- Seçilen metin -
────

Kalenderi: Sünni, Şii, Alevi, Bektaşi, Hanefi, Hanbeli, Maliki, Şafii, Katolik, Protestan, Ortodoks…Başka vardır daha, bilemedim. Kimi Müslüman, kimi Hıristiyan mezhepleri. Kimsenin dinine, mezhebine karışmam. Senin dinin sana, benimki bana ama, insanın meşrebi Kalenderi olmalı. Dünya malına değer vermeyen, geçiciliği bilen, Tanrıyla ilişkisinde aracı istemeyen, kendini bazen Tanrı, bazen insan, bazen karınca olarak gören bir Kalenderi.

Laik: Laiğim, laiksin, laik, laiğiz, laiksiniz, laikler. Andımız budur! Doğa budur, yaşam budur, varlık budur, şiir, edebiyat, müzik, aşk budur.

Mahviyetkar: Bu sözcüğü ilk duyduğumda, ‘mahvolmak’tan geldiğini düşünmüştüm. Sonra birkaç konuşmada karşıma çıktı, öyle değildi. Bu kez bana Orhan Veli’yi düşündürdü: “Yelken ol, kürek ol, dümen ol, balık ol, su ol”. Beninden kurtul, şiir oku, şiir yaz, şiir düşün, alçakgönüllü ol, mahviyetkar ol!

Neş’e: Bu yıl ‘neşen bilir!’ diyelim yine, eskiden derdik ya hani! Neşemiz ufaktan da olsa yerine gelmeye başladı ya, biz işte öyle eski çocuklarız ki, hava biraz güzel, gökyüzü biraz mavi olsa, ‘devrim’ oluyor sanırız! O da olur bir gün mutlaka! Olur da dünya yeniden kurulur, bizim istediğimiz başka bir alem olur! Devrim mi olur, alem mi olur, dans mı olur, ne olursa olsun, yeter ki neşeli olsun!

Olanak: 80 öncesi Türk Dil Kurumu önermişti sözcüğü. Sevdik, yazdık, söyledik ama asıl Cemal Süreya’nın şiirinde gördükten sonra coştuk. Ne diyordu mavi şair, en sevdiğim şiirlerinden olan “Çay Bahçesi”nde: “24 Mayıs Cumartesi/Burda bir çay bahçesinde/Duvarlar kuşlarla dolu/Bilsen öyle yorgunum ki/Yalnız alnımı örtüyor uyku” dizeleriyle başlıyor, “İki çocuğuyla oturmuş/Karşı masada bir anne/Beklediği tiren saati/Bir olanak arıyor kendine/ Gözlerine dolan beyaz çiçekte”. Cemal Süreya’nın şiiri de bir olanaktır.

────

- Sağlanan veriler -
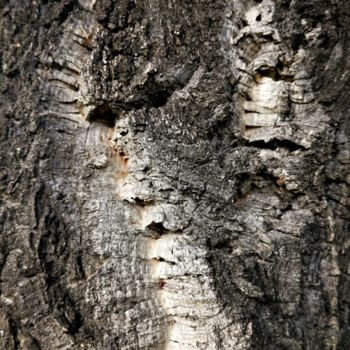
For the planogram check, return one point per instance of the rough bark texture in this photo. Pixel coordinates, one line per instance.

────

- Kısa görev A -
Seçilen metne göre "olanak" sözcüğünü 80 öncesinde hangi kurum önermiştir?
- Kısa görev B -
Seçilen metinde "Mahviyetkar: Bu sözcüğü" sözleriyle başlayıp "ol, mahviyetkar ol!" sözleriyle biten bölümü hiç değiştirmeden yazdırın.
- Kısa görev C -
Seçilen metinde tek tek ele alınıp açıklanan başlık sözcüklerinin tümünü sıralayın.

- Beklenen çıktı A -
Türk Dil Kurumu.

- Beklenen çıktı B -
Mahviyetkar: Bu sözcüğü ilk duyduğumda, ‘mahvolmak’tan geldiğini düşünmüştüm. Sonra birkaç konuşmada karşıma çıktı, öyle değildi. Bu kez bana Orhan Veli’yi düşündürdü: “Yelken ol, kürek ol, dümen ol, balık ol, su ol”. Beninden kurtul, şiir oku, şiir yaz, şiir düşün, alçakgönüllü ol, mahviyetkar ol!

- Beklenen çıktı C -
Kalenderi, Laik, Mahviyetkar, Neş’e, Olanak